The sites, known as motillas, represent one of the most peculiar types of prehistoric settlements in the Iberian Peninsula. They occupied the region of La Mancha in the Bronze Age between 2200 and 1500 BC, and they are artificial mounds, 4 to 10 m high, a result of the destruction of a stone fortification of central plan with several concentric walled lines. Its distribution in the plain of La Mancha, with equidistanes of 4 to 5 kilometres, affects river meadows and low areas where the existence of pools was quite frequent until recent dates.

Although they were already known since the end of the 19th century, motillas were erroneously considered to be burial mounds until the middle of the seventies, when the start of the research work on the Motilla del Azuer carried out by the University of Granada showed that it was a fortification, surrounded by a small settlement and a necropolis. It is the first site of this kind to be excavated in a scientific and systematic way.

Technical features

The mound of the fortification which has been recovered has a diameter of about 50 metres, and is composed of a tower, two walled enclosures and a large courtyard. The central core is composed of a tower of masonry of square plan, with 7 metres high east and west fronts and an interior accessible through ramps inlaid in narrow corridors, which confer a particular nature to the place.

** PROBLEMS TO WORK ON **
[1] From the text on the motillas, extract the passage from "Although they were" up to and including "to the place.".
[2] According to the text on the motillas, what parts make up the recovered fortification mound?
The records that follow come from a separate source unrelated to the text on the motillas.

** INFORMATION GIVEN **
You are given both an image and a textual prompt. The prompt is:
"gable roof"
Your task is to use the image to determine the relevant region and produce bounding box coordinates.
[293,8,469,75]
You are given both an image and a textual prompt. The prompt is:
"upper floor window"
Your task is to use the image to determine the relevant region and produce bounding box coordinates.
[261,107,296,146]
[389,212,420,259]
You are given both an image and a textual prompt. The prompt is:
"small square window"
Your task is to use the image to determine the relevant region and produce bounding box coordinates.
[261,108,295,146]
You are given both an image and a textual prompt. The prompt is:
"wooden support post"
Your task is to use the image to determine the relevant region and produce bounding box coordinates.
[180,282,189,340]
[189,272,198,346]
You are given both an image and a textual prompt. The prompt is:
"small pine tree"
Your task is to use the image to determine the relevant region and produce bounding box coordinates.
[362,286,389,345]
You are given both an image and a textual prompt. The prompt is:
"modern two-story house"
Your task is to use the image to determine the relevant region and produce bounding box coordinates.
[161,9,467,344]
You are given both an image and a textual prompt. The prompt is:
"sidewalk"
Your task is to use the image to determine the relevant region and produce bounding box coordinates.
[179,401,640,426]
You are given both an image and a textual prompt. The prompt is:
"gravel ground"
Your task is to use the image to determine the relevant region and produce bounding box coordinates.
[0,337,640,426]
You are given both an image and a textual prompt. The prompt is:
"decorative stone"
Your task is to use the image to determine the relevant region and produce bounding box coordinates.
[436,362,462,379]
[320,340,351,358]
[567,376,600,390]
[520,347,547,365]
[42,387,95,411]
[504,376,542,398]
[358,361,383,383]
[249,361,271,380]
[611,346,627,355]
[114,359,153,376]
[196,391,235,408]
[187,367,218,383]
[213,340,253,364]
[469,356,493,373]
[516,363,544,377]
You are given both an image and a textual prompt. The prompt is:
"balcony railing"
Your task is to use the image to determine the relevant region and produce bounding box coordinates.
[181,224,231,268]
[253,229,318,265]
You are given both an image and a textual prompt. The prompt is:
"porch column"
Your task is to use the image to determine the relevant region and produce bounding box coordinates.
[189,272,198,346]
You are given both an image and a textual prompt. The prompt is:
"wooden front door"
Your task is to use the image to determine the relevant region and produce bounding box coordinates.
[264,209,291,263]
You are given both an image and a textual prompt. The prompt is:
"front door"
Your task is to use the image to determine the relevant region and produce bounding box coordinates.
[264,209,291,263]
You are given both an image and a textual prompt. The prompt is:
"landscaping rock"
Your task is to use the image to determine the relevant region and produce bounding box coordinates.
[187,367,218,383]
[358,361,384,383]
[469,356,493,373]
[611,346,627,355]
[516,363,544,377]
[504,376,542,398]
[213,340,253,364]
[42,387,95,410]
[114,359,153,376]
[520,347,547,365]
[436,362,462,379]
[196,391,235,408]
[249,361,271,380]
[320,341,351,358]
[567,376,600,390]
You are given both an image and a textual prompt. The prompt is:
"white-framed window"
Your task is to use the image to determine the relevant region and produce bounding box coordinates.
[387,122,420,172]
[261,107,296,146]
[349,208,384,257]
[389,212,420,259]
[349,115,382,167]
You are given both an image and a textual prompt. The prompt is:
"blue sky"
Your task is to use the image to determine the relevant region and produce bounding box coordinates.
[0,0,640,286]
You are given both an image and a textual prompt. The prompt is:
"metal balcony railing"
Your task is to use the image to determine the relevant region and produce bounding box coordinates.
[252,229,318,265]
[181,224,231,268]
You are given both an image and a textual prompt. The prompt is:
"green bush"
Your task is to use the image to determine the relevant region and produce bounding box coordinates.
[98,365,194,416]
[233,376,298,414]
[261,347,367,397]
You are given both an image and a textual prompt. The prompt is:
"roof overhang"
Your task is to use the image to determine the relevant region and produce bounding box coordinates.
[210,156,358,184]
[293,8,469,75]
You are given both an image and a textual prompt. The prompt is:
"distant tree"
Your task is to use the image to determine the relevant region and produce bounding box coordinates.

** EXERCISE SOLUTIONS **
[1]
Although they were already known since the end of the 19th century, motillas were erroneously considered to be burial mounds until the middle of the seventies, when the start of the research work on the Motilla del Azuer carried out by the University of Granada showed that it was a fortification, surrounded by a small settlement and a necropolis. It is the first site of this kind to be excavated in a scientific and systematic way.

Technical features

The mound of the fortification which has been recovered has a diameter of about 50 metres, and is composed of a tower, two walled enclosures and a large courtyard. The central core is composed of a tower of masonry of square plan, with 7 metres high east and west fronts and an interior accessible through ramps inlaid in narrow corridors, which confer a particular nature to the place.

[2]
- a tower
- two walled enclosures
- a large courtyard